**Short task 1:** Pull out every line of the records that contains the word "white", and treat uppercase and lowercase as different.

**Text section:**

[START]

# Îmi era rău



## Mallarme

Îmi era rău

Asta înseamnă: I felt bad?

Mersi!


----------



## Trisia

Normally, no. It means I felt sick. Not necessarily _sick _as in ready to puke or anything. 

Era foarte cald si mie mi-era rău = aici poţi interpreta ca dizzy, faint etc.

Context?

EDIT: I assumed you said "felt bad" as in _guilty_, _ashamed_. Was I wrong?


----------



## parakseno

Or using a negation, "not to feel well". I guess it's vague enough...
"Îmi era rău" - "I wasn't feeling well".


----------



## Mallarme

Trisia said:


> Normally, no. It means I felt sick. Not necessarily _sick _as in ready to puke or anything.
> 
> Era foarte cald si mie mi-era rău = aici poţi interpreta ca dizzy, faint etc.
> 
> Context?



Scuze că nu ţi-am dat contextul.  Iată contextul: 



> --Iată, Edda, ce este, îmi era rău, mă simţeam slab şi prăpădit.  Întotdeauna prezenţa ta îmi face bine, e de-ajuns să te văd...


I'm wondering if he means that he felt SICK or he felt depressed/bad in a general way..."I felt bad" could mean either.



> EDIT: I assumed you said "felt bad" as in _guilty_, _ashamed_. Was I wrong?



No, I didn't mean that though "I felt bad" could mean that TOO.

---------


> Or using a negation, "not to feel well". I guess it's vague enough...
> "Îmi era rău" - "I wasn't feeling well".


Yes, parakseno, I was wondering if I could use some very vague phrase there, something more vague than "sick" (unless of course, it means "sick").

Thanks you two!


----------

[END]

**The records:**

[START]

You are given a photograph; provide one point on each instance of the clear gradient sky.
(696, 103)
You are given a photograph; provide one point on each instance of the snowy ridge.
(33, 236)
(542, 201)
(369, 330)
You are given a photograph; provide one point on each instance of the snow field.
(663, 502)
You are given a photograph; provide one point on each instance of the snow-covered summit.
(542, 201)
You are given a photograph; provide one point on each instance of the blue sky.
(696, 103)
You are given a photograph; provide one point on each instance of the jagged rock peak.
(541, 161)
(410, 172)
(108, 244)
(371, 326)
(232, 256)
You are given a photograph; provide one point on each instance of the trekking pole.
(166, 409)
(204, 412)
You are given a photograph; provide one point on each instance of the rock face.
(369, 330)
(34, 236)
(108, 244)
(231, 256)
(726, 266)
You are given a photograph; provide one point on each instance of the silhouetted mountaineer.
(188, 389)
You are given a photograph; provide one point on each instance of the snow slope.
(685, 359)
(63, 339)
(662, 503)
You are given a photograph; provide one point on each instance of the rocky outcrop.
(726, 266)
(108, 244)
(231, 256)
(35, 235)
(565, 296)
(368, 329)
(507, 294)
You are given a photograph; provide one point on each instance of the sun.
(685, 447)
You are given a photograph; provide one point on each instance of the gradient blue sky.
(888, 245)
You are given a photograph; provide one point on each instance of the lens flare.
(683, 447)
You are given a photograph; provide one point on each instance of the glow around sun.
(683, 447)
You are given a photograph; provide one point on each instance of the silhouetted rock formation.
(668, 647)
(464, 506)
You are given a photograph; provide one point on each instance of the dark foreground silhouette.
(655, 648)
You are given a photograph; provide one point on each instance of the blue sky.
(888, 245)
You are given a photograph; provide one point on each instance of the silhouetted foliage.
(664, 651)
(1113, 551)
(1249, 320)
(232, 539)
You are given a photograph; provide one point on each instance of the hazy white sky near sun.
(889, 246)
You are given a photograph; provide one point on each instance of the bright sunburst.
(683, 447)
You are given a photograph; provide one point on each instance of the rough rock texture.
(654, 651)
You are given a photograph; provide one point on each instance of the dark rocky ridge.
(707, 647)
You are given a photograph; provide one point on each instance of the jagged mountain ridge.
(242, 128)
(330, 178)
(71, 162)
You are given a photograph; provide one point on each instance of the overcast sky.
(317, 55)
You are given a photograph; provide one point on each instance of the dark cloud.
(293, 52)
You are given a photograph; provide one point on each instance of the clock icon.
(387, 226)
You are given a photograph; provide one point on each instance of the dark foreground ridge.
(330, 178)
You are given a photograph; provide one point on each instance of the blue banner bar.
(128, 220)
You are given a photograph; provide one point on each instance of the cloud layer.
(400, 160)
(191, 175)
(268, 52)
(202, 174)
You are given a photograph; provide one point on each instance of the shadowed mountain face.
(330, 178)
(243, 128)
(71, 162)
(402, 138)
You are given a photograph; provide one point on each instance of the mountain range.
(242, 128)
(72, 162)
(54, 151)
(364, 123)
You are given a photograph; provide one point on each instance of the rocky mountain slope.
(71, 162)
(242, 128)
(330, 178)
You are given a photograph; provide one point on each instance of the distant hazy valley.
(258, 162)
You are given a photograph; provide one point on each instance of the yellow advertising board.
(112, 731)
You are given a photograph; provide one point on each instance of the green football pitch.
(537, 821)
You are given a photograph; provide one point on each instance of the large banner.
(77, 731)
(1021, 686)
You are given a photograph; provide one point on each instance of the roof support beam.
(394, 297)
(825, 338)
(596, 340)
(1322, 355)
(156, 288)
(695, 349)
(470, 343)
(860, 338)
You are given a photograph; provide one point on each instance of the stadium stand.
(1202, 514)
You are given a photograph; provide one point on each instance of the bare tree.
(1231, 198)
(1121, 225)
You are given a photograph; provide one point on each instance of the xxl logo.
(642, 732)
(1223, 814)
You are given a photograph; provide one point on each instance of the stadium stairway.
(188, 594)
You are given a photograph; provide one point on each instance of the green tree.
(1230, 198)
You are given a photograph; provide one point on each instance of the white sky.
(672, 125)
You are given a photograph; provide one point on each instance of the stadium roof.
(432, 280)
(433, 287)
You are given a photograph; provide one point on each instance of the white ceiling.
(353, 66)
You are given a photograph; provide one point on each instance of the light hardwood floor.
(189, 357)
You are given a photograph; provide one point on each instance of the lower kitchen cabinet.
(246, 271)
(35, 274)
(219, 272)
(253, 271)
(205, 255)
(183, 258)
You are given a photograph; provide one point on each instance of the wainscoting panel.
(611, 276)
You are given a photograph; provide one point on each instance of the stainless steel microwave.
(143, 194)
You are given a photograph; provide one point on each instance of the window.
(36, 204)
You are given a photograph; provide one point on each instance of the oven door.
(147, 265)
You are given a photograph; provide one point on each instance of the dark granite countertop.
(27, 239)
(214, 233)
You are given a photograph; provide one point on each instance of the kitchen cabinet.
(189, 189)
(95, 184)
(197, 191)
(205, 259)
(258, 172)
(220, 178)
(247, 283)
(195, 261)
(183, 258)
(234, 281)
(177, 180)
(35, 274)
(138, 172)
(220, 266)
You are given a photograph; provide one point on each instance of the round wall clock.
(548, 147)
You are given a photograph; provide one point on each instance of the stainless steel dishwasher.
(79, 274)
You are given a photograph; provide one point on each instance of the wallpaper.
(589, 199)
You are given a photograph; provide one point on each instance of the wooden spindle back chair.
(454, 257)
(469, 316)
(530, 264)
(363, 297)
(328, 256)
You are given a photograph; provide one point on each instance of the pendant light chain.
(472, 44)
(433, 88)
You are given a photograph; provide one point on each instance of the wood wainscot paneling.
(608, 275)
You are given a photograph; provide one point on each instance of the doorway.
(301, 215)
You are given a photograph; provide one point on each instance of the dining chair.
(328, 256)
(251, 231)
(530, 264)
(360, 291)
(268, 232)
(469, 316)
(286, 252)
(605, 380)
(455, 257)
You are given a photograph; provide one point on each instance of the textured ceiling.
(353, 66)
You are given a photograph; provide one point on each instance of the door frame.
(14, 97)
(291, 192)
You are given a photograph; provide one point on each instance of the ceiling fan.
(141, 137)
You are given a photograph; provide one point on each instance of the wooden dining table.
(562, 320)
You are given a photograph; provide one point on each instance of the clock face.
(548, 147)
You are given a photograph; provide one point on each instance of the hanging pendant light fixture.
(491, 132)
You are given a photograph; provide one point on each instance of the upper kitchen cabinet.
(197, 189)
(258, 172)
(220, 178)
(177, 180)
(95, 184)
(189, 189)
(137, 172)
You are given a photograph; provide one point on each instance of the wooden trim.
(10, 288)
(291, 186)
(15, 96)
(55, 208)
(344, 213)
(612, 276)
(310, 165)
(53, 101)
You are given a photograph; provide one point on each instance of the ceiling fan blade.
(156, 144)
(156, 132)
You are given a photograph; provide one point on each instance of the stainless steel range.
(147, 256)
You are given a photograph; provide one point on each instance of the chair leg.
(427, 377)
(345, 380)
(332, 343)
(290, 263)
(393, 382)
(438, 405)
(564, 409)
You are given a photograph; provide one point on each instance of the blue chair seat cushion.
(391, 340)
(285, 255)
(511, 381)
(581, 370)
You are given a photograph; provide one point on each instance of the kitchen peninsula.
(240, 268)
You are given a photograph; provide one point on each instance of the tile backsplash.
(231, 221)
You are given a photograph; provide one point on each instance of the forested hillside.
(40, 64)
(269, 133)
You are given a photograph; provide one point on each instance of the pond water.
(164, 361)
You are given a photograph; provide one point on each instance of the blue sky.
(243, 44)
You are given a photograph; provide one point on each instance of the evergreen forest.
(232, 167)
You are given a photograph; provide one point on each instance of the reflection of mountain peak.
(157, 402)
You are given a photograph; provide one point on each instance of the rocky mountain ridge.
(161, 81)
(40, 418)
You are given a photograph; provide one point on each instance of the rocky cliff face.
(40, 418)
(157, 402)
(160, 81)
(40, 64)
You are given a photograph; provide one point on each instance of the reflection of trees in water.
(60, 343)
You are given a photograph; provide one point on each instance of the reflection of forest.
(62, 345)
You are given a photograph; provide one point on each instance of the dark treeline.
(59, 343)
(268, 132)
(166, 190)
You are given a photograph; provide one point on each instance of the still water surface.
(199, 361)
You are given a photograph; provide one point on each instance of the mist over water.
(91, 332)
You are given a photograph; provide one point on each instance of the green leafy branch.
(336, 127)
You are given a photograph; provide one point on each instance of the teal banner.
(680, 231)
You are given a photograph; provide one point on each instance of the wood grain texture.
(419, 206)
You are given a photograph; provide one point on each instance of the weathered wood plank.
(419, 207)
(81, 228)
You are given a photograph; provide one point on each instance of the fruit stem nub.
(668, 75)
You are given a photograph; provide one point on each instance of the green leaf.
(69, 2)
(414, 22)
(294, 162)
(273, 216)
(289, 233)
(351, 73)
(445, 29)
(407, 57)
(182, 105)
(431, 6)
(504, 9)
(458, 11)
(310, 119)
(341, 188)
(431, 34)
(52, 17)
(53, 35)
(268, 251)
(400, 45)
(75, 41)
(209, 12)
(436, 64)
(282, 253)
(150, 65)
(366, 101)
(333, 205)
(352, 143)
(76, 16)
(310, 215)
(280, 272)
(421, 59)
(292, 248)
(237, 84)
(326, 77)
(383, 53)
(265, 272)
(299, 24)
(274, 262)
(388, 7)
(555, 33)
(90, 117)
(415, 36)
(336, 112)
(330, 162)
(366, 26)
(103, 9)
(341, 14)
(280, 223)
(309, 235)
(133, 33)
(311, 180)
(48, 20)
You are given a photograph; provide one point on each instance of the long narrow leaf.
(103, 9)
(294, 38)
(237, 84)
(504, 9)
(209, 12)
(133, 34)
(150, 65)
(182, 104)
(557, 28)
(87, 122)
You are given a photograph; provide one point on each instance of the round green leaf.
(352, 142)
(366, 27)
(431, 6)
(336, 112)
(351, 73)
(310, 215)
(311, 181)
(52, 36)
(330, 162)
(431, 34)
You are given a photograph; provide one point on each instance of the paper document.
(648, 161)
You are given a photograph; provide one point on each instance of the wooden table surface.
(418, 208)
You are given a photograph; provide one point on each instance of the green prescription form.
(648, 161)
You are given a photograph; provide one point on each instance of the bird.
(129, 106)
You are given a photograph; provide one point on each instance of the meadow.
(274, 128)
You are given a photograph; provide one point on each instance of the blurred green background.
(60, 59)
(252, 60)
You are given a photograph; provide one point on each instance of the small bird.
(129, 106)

[END]

**Short task 2:** In the forum thread above, shorten the paragraph beginning "Yes, parakseno, I was wondering" but keep its main facts.

**Response 1:**
You are given a photograph; provide one point on each instance of the hazy white sky near sun.
You are given a photograph; provide one point on each instance of the white sky.
You are given a photograph; provide one point on each instance of the white ceiling.

**Response 2:** The poster asks parakseno whether a phrase vaguer than "sick" could work there, unless it really does mean "sick."